## START PASSAGE GIVEN

Chat

The Chat API is how your users interact with thinnestAI agents. Send a message, get a response — it’s that simple. Under the hood, you get streaming, session persistence, and intelligent rate limiting.

Quick Start

Send a message to your agent:

curl -X POST https://api.thinnest.ai/chat \
  -H "Authorization: Bearer YOUR_API_KEY" \
  -H "Content-Type: application/json" \
  -d '{
    "agent_id": "agent_abc123",
    "message": "What are your business hours?",
    "session_id": "session_xyz789"
  }'

Chat API Endpoint

POST /chat

Send a message to an agent and receive a response. Request Body:

Field	Type	Required	Description
`agent_id`	string	Yes	The ID of the agent to chat with
`message`	string	Yes	The user’s message
`session_id`	string	No	Session ID for conversation continuity. If omitted, a new session is created.
`stream`	boolean	No	Enable streaming responses (default: `true`)
`metadata`	object	No	Additional context to pass to the agent

Example Request:

curl -X POST https://api.thinnest.ai/chat \
  -H "Authorization: Bearer YOUR_API_KEY" \
  -H "Content-Type: application/json" \
  -d '{
    "agent_id": "agent_abc123",
    "message": "Tell me about your return policy",
    "session_id": "session_xyz789",
    "stream": true
  }'

Non-Streaming Response:

{
  "response": "Our return policy allows returns within 30 days of purchase...",
  "session_id": "session_xyz789",
  "usage": {
    "input_tokens": 45,
    "output_tokens": 128,
    "total_tokens": 173
  }
}

Streaming Responses (SSE)

By default, the Chat API streams responses using Server-Sent Events (SSE). This gives your users a real-time typing experience instead of waiting for the full response.

How SSE Works

When stream: true (the default), the response is delivered as a series of events:

data: {"type": "token", "content": "Our"}
data: {"type": "token", "content": " return"}
data: {"type": "token", "content": " policy"}
data: {"type": "token", "content": " allows"}
...

## END PASSAGE GIVEN
## START INFORMATION SUPPLIED

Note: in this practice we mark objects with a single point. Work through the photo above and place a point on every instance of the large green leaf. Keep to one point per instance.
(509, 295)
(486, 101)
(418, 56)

## END INFORMATION SUPPLIED

= EXERCISE REQUIREMENTS =
1. Copy from the Chat API documentation the part that opens with the words containing "Streaming Responses (SSE)" and closes with "the full response.".
2. In the Chat API documentation, what happens when a request leaves out the session ID?
3. Extend the Chat API documentation onward from the point where it stops.

= TASK-BY-TASK RESULTS =
1.
Streaming Responses (SSE)

By default, the Chat API streams responses using Server-Sent Events (SSE). This gives your users a real-time typing experience instead of waiting for the full response.

2. A new session is created.

3.
data: {"type": "done", "session_id": "session_xyz789", "usage": {"input_tokens": 45, "output_tokens": 128}}

Consuming SSE in JavaScript

const response = await fetch('https://api.thinnest.ai/chat', {
  method: 'POST',
  headers: {
    'Authorization': 'Bearer YOUR_API_KEY',
    'Content-Type': 'application/json',
  },
  body: JSON.stringify({
    agent_id: 'agent_abc123',
    message: 'What are your business hours?',
    session_id: 'session_xyz789',
  }),
});

const reader = response.body.getReader();
const decoder = new TextDecoder();

while (true) {
  const { done, value } = await reader.read();
  if (done) break;

  const chunk = decoder.decode(value);
  const lines = chunk.split('\n');

  for (const line of lines) {
    if (line.startsWith('data: ')) {
      const data = JSON.parse(line.slice(6));
      if (data.type === 'token') {
        // Append to your UI
        console.log(data.content);
      } else if (data.type === 'done') {
        // Response complete
        console.log('Done:', data.usage);
      }
    }
  }
}

Consuming SSE in Python

import httpx

with httpx.stream(
    "POST",
    "https://api.thinnest.ai/chat",
    headers={"Authorization": "Bearer YOUR_API_KEY"},
    json={
        "agent_id": "agent_abc123",
        "message": "What are your business hours?",
        "stream": True,
    },
) as response:
    for line in response.iter_lines():
        if line.startswith("data: "):
            data = json.loads(line[6:])
            if data["type"] == "token":
                print(data["content"], end="", flush=True)

Session Management

Sessions maintain conversation history so your agent remembers previous messages.

How Sessions Work

New conversation: Omit session_id — the API creates a new session and returns its ID.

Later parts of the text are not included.